* Exercise aim
Determine how many lines of the material below contain the word "white", treating case as significant, and reply with that number alone.

* Material supplied
##############################

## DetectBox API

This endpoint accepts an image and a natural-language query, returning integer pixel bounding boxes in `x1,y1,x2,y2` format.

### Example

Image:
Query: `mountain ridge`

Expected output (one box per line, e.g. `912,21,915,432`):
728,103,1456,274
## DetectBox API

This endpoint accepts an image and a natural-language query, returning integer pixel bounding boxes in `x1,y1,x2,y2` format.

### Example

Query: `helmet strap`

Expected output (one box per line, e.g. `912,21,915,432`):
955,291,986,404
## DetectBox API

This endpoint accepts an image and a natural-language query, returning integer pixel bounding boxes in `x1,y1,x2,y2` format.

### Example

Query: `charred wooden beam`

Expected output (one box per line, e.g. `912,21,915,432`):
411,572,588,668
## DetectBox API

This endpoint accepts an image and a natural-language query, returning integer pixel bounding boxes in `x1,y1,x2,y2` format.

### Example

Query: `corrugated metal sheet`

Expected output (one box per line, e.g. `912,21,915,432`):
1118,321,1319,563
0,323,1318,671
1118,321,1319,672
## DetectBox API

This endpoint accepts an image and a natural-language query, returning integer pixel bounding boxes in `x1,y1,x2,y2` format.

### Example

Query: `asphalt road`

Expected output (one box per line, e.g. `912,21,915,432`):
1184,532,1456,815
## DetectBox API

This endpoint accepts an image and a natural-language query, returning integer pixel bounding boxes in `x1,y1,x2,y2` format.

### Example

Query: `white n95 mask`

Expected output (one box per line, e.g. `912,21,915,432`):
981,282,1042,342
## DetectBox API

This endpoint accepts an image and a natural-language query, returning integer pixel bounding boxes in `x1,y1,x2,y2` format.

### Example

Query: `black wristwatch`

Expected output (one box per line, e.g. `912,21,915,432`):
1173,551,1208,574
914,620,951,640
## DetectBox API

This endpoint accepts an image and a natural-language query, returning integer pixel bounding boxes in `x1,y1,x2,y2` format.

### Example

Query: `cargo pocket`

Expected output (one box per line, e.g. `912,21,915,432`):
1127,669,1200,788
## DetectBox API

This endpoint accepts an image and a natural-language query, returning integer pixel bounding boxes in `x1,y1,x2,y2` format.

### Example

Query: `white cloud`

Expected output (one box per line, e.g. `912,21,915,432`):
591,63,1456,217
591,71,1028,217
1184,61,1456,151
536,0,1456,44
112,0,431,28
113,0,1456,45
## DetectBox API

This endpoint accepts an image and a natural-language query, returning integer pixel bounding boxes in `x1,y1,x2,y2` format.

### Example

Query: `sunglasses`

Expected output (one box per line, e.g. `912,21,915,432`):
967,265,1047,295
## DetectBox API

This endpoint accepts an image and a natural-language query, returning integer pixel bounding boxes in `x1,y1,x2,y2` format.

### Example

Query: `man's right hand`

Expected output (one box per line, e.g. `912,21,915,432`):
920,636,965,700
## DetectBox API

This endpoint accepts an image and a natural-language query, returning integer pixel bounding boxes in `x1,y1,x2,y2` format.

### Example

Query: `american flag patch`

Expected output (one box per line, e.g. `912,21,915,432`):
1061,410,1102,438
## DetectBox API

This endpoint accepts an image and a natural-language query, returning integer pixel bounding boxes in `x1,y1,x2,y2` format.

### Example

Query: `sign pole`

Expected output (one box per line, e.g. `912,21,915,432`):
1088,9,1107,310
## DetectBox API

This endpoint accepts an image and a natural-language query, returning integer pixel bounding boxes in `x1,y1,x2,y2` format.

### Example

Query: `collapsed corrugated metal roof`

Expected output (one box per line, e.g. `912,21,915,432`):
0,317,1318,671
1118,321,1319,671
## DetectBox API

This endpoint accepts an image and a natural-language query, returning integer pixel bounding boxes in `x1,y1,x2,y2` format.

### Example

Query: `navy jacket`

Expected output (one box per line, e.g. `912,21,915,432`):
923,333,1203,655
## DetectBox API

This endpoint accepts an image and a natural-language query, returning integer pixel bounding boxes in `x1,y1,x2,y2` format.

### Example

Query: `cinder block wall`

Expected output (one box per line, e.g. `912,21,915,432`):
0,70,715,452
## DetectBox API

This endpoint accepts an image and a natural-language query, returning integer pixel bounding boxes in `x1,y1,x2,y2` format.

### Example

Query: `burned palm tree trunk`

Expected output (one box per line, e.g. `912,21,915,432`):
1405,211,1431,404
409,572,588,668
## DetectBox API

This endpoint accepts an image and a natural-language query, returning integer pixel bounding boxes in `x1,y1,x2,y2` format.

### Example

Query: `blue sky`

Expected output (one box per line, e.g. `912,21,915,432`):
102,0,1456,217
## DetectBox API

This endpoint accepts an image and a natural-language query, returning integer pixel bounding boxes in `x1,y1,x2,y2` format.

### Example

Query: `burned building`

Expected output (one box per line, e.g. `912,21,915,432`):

##############################

* Task output
2